Rewrite the records below, replacing "phrase" with "description" and leaving everything else unchanged. Omit the pictures from your answer.

Saved entries:
********************
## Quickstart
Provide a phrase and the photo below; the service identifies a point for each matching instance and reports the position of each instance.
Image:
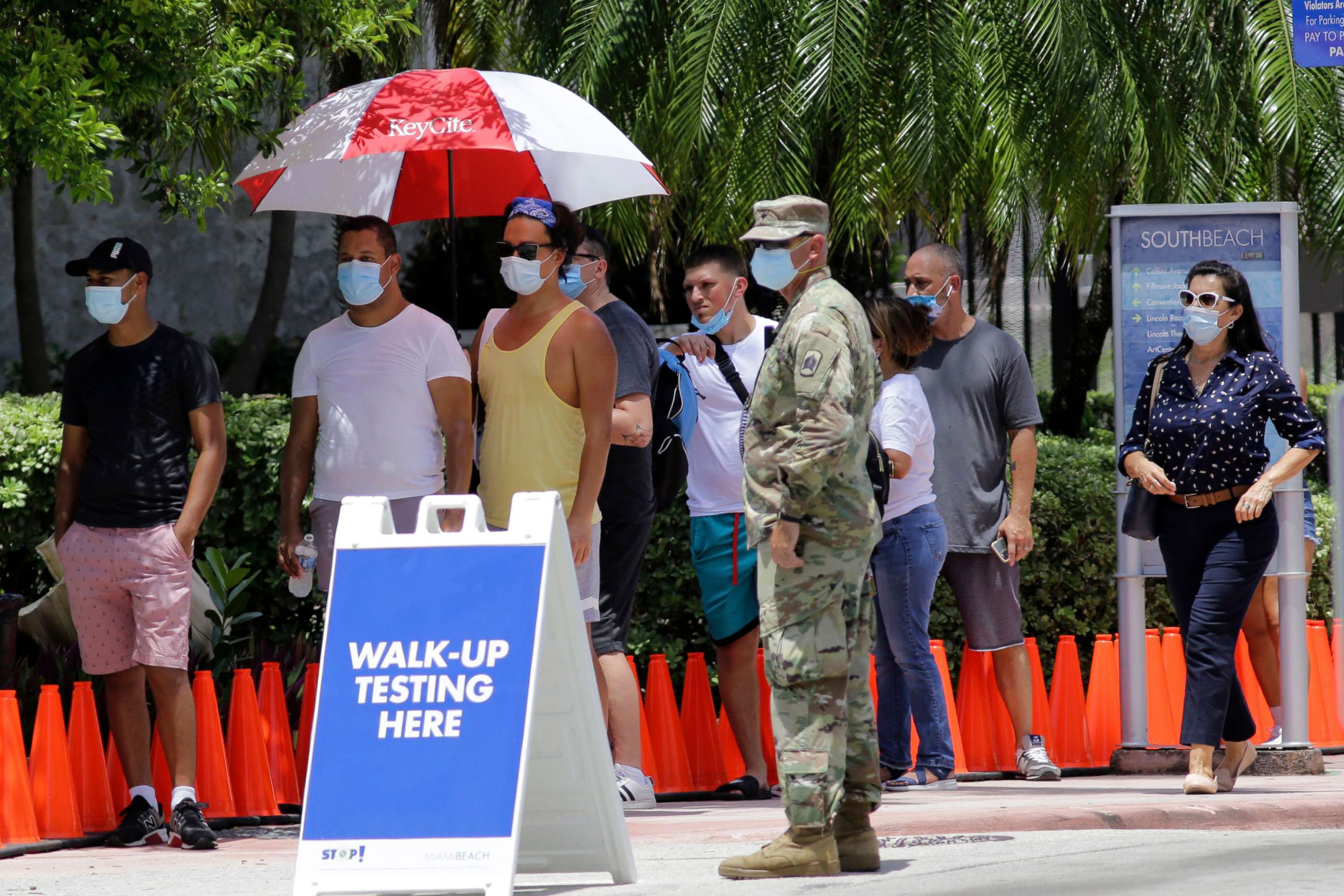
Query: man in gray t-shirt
(984, 410)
********************
* FULL ANSWER
## Quickstart
Provide a description and the photo below; the service identifies a point for each matching instance and reports the position of each instance.
Image:
Query: man in gray t-shirt
(984, 410)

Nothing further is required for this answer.